- **Given passage**
══════════════════════════════

Stubbornness got me this far…
This is part 4 of this series of posts on programming the i.MX SDMA Engine. The full series is as follows:
Way back in Part I of this series, I spoke of my main goal: to write a script which optimized the process of reading data from the i.MX’s SPI module and copying it to main memory.
First, let me talk about the flow of data which I think is optimal. From the block diagram of the i.MX7, one can see tha the SDMA has direct access to the shared peripheral bus via the Shared Peripheral Bus Arbiter (SPBA). This direct access means that the SDMA can read and write to the peripherals on this bus without signaling via the main bus (a.k.a. AXI bus or AHB bus). This is preferrable, as these peripherals can use enough data that the SDMA seems to be unable to keep up at times, if it has to bounce all data out to the AXI bus and back.
Here’s the block diagram of the i.MX7, with the SDMA, SPBA and SPI modules highlighted. We want to have the communication between the SPI module and the SDMA happen over the SPBA (in green below), and not via the AXI bus (orange, below). Only data destined for DRAM should go out over the AXI bus.
So, how well do the standard scripts do at achieving this goal? The standard devtree for the i.MX7 includes the following:
ecspi1: ecspi@30820000 {
// [snip]
dmas = <&sdma 0 7 1>, <&sdma 1 7 2>;
dma-names = "rx", "tx";
};
The SDMA handles take 3 parameters. The first is the SDMA request number which is activated by that particular peripheral. You can look these up in the “SDMA event mapping” section of the reference manual. For the i.MX7, this looks like:
SDMA | Module | Description |
---|---|---|
0 | ECSPI1 | eCSPI1 Rx request |
1 | ECSPI1 | eCSPI1 Tx request |
2 | ECSPI2 | eCSPI2 RX request |
etc… |
So, the first SDMA channel above will be triggered by a RX request from the SPI 1 module, and the second by a TX request from the same module.

══════════════════════════════

(Saved data entries)
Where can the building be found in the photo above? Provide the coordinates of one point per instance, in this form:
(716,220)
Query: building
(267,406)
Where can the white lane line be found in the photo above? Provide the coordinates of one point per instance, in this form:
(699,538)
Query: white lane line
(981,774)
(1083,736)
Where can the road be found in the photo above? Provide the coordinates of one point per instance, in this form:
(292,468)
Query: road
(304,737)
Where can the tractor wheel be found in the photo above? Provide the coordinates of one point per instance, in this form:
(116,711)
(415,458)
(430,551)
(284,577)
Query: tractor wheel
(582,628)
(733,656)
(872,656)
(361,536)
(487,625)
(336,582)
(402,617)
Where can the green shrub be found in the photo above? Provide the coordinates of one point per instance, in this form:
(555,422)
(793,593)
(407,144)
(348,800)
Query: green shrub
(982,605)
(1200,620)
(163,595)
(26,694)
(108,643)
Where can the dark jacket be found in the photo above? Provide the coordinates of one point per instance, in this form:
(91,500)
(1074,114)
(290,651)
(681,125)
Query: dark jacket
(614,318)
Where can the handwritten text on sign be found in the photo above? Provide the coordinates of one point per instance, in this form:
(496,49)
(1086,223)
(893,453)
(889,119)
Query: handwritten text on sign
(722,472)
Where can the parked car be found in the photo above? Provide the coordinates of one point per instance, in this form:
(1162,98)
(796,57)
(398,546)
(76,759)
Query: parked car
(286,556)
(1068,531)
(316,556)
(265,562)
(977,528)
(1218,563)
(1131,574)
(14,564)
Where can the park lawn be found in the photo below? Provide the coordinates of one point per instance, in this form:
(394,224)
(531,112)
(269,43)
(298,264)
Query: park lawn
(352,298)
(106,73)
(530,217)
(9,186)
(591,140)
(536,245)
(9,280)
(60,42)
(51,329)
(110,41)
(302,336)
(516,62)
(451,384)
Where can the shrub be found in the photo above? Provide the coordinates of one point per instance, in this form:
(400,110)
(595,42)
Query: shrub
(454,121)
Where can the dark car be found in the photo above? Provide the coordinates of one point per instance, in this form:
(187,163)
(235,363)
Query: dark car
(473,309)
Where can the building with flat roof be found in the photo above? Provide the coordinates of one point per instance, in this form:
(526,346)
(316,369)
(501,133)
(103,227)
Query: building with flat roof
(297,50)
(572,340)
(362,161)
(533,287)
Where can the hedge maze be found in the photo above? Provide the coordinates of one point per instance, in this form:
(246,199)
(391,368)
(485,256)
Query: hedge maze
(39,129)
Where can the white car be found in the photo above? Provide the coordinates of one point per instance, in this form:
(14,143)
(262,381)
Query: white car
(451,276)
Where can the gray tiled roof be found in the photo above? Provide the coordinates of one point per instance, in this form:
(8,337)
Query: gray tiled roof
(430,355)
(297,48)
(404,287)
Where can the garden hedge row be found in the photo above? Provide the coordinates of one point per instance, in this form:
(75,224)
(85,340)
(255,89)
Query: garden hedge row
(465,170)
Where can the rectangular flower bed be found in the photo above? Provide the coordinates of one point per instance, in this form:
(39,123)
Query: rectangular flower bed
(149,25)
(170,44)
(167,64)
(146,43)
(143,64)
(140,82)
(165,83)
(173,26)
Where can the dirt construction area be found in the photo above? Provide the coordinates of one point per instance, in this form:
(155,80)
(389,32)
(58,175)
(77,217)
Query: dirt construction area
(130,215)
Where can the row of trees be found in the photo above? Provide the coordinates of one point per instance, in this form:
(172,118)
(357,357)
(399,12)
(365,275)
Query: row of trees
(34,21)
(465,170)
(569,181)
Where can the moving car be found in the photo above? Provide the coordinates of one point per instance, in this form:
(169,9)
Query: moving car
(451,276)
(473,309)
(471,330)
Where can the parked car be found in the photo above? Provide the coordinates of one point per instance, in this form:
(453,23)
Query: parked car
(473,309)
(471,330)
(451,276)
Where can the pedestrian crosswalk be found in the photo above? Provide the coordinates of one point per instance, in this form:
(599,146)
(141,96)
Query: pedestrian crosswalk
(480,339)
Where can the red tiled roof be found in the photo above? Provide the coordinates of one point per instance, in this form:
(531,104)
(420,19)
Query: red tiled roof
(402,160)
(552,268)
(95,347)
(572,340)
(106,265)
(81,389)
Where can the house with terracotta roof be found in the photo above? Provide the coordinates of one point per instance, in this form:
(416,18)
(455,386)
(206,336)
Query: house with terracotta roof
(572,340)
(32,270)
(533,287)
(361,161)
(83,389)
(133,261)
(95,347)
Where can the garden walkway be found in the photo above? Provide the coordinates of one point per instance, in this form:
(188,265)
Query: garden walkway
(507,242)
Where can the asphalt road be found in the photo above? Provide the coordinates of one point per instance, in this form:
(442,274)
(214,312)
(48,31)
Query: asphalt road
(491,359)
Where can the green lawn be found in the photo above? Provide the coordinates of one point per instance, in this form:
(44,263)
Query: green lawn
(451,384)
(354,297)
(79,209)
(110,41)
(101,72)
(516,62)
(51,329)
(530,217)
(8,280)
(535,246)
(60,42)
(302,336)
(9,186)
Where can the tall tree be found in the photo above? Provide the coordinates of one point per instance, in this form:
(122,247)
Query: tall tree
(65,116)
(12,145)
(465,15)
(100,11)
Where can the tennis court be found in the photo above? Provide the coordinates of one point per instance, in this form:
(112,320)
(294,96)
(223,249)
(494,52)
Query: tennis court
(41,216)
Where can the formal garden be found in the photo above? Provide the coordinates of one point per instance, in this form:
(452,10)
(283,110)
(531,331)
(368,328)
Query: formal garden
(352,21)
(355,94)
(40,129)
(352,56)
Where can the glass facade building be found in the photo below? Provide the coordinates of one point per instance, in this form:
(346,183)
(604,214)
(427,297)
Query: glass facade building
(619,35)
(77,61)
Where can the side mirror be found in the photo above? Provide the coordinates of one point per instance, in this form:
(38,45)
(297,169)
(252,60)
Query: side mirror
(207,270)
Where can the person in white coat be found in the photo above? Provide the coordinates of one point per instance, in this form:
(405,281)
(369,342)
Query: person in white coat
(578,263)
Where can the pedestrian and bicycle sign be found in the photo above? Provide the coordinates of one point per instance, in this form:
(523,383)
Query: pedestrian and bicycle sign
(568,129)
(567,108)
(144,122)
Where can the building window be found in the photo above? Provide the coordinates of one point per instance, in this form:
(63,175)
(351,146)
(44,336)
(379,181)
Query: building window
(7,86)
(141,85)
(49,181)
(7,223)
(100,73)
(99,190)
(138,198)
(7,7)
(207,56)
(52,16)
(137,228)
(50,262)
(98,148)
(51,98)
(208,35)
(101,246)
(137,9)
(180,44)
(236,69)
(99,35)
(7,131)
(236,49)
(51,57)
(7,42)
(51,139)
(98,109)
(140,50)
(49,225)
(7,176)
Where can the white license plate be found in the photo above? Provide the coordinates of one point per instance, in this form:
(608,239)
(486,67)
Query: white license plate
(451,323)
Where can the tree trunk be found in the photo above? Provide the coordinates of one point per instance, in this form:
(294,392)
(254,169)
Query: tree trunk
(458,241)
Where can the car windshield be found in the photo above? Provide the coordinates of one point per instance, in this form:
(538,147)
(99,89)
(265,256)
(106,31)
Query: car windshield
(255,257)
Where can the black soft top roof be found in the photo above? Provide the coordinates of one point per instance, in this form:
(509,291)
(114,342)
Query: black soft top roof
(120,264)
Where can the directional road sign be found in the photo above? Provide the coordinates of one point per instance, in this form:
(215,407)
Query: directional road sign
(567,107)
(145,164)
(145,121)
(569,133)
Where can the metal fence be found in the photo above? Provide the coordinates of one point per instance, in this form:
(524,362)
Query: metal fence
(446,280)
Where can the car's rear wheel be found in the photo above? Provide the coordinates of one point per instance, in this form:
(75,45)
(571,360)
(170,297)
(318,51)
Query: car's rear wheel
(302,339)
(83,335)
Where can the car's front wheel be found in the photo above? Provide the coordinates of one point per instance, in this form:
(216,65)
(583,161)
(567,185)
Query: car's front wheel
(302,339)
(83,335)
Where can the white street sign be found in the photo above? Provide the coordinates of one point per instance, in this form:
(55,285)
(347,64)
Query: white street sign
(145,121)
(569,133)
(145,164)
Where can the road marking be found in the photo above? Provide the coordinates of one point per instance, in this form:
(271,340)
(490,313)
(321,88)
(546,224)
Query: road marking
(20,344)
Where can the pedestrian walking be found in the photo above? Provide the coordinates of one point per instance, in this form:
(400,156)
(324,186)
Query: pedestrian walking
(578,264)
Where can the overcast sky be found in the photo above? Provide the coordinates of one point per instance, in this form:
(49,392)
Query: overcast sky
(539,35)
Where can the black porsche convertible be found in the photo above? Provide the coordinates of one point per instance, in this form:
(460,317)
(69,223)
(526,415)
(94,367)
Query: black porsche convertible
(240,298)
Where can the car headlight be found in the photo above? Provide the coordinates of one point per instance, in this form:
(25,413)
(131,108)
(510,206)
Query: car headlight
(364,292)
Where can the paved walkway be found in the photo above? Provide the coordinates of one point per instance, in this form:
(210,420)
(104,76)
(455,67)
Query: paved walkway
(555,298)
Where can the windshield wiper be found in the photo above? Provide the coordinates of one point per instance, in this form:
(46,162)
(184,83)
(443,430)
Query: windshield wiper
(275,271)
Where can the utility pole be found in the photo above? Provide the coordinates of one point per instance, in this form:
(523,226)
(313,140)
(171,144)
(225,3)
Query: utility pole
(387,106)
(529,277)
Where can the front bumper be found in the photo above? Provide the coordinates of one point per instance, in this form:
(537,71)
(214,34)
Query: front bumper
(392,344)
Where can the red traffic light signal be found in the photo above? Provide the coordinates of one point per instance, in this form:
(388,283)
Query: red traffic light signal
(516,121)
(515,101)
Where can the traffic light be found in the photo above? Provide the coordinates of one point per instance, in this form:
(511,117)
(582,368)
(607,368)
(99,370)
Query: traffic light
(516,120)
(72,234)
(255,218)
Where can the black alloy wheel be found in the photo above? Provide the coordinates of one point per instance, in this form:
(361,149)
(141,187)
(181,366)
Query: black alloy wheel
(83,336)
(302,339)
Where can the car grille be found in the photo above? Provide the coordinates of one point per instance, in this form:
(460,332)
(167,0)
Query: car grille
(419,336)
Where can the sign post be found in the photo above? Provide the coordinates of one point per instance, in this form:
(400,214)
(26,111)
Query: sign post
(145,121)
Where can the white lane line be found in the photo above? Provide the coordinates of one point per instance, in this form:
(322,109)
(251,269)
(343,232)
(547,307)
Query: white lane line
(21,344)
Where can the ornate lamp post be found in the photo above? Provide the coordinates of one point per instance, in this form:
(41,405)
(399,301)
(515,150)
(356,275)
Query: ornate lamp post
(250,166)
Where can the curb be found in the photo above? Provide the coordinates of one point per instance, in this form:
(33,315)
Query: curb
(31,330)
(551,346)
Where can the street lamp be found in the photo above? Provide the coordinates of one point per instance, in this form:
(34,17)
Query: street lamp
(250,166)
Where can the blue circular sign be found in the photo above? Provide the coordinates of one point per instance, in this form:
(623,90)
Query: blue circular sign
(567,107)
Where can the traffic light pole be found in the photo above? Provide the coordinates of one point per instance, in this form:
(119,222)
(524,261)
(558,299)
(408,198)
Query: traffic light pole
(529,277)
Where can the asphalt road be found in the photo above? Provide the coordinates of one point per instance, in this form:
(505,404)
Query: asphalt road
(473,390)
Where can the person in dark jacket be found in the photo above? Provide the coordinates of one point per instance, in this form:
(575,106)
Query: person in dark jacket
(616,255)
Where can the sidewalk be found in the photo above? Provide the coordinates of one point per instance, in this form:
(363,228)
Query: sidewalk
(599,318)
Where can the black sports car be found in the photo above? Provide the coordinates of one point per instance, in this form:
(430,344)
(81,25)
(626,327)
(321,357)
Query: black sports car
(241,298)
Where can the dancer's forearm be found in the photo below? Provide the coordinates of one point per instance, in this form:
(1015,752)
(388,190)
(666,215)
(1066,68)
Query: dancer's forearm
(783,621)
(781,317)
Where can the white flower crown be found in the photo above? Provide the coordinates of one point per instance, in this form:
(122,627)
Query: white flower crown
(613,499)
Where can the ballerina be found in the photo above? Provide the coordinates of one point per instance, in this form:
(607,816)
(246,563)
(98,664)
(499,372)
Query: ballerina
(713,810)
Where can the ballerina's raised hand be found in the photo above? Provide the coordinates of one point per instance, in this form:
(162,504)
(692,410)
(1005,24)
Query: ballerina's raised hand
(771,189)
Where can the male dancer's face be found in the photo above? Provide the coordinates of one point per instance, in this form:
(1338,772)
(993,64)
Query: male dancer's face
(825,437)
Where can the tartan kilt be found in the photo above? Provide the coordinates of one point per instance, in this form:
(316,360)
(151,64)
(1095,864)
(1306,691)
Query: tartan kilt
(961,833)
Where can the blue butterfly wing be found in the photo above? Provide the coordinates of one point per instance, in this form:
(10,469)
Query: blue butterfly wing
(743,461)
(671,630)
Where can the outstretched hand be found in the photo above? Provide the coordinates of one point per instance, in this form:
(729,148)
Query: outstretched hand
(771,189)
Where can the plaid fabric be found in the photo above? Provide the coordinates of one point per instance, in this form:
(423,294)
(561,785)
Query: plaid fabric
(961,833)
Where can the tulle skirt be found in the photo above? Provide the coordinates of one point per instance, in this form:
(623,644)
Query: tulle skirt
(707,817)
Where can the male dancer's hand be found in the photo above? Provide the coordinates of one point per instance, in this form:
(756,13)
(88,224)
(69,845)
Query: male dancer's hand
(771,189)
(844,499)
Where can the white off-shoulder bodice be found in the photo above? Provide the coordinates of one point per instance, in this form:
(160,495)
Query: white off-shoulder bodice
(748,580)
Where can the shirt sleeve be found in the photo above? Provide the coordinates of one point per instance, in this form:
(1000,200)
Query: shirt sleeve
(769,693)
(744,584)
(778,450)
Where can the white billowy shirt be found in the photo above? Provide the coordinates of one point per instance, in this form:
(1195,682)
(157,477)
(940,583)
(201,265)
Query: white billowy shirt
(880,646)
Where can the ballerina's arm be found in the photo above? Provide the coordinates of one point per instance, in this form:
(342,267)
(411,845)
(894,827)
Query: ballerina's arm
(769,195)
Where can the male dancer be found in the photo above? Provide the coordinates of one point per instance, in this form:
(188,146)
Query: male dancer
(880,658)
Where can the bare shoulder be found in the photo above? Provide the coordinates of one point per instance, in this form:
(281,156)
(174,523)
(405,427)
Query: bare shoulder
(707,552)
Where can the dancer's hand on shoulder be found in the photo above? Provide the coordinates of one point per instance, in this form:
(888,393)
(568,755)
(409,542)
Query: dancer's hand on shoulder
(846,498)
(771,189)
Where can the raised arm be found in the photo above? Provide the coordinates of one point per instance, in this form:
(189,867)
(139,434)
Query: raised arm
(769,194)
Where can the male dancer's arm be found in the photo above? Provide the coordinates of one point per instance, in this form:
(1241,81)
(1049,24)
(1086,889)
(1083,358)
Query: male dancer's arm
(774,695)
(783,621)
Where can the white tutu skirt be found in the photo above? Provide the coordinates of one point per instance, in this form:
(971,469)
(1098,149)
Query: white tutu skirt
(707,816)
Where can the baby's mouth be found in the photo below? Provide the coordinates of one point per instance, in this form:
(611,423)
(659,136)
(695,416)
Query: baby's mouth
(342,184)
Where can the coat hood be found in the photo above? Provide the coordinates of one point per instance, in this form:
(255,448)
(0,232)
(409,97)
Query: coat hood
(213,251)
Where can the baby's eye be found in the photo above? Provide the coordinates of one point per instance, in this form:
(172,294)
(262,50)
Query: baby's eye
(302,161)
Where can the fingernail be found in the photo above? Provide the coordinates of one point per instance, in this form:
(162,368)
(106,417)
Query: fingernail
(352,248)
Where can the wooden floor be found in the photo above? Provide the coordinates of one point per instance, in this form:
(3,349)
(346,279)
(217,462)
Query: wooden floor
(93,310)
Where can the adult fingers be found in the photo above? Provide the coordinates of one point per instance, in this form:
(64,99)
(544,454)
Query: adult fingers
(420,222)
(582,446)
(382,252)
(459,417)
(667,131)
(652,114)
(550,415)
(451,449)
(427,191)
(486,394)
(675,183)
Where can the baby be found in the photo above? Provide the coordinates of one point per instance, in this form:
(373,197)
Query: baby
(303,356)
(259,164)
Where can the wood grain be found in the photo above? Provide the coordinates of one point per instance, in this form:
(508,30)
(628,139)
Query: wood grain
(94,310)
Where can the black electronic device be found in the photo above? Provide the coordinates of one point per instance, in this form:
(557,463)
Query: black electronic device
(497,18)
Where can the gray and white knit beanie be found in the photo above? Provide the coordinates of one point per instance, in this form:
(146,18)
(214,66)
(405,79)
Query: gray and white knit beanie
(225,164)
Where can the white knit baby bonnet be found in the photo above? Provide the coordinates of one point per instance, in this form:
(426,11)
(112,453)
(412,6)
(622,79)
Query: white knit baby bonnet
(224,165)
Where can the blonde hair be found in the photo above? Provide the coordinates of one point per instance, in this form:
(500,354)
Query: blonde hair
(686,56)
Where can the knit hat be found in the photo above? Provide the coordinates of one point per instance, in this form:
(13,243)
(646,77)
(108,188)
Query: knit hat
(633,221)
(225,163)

══════════════════════════════

- **Parts of the exercise**
a. Show each line of the records that contains the string "grain", matching case exactly.
b. Proceed with the i.MX SDMA post from the point after its final sentence.

- **Results**
a.
Where can the wood grain be found in the photo above? Provide the coordinates of one point per instance, in this form:
Query: wood grain

b.
The second parameter to the sdma handle above is the peripheral type. These are found in dma-imx.h, and in this case, 7 is equivalent to IMX_DMATYPE_CSPI
. Here we find our first optimization over the standard distribution! The ECSPI1 module is available on the shared peripheral bus, and there’s a specific script for communicating with peripheral modules like the eCSPI via the SPBA, rather than over the main bus.
Checking the other types available in dma-imx.h
, one can see the IMX_DMATYPE_CSPI_SP
type, where “SP” stands for “shared peripiheral”. Looking in sdma_get_pc()
, we see that the IMX_DMATYPE_CSPI_SP
causes the script mcu_2_shp
to be loaded on that channel. Just this one change should result in a 50% reduction in AXI bus traffic, as the data going from the SDMA to the ECSPI module will not have to pass through the main bus! Sweet.
But wait! If you try this out, you’ll find something mysterious! It doesn’t seem to work. No traffic flows. What’s up?
Digging a bit, you might notice that the original, working peripheral type IMX_DMATYPE_CSPI
used a script called mcu_2_ecspi
, rather than the standard, generic mcu_2_app
. Huh! A specific script for SPI peripherals, where all other peripherals use a generic script? Seems suspiciously like a bugfix implemented in software. Another piece of evidence for that theory is that this special script is part of the SDMA’s RAM scripts package, rather than using the script from the ROM.
It seems that if we’re going to accomplish our goal, we’re going to need to know what this new script is doing, and reproduce its bugfix in a shared peripheral-specific script.
Making use of the techniques from Eli’s series, we’ll add the ability for imx-sdma.c to dump the ROM and RAM sections of the SDMA internal memory.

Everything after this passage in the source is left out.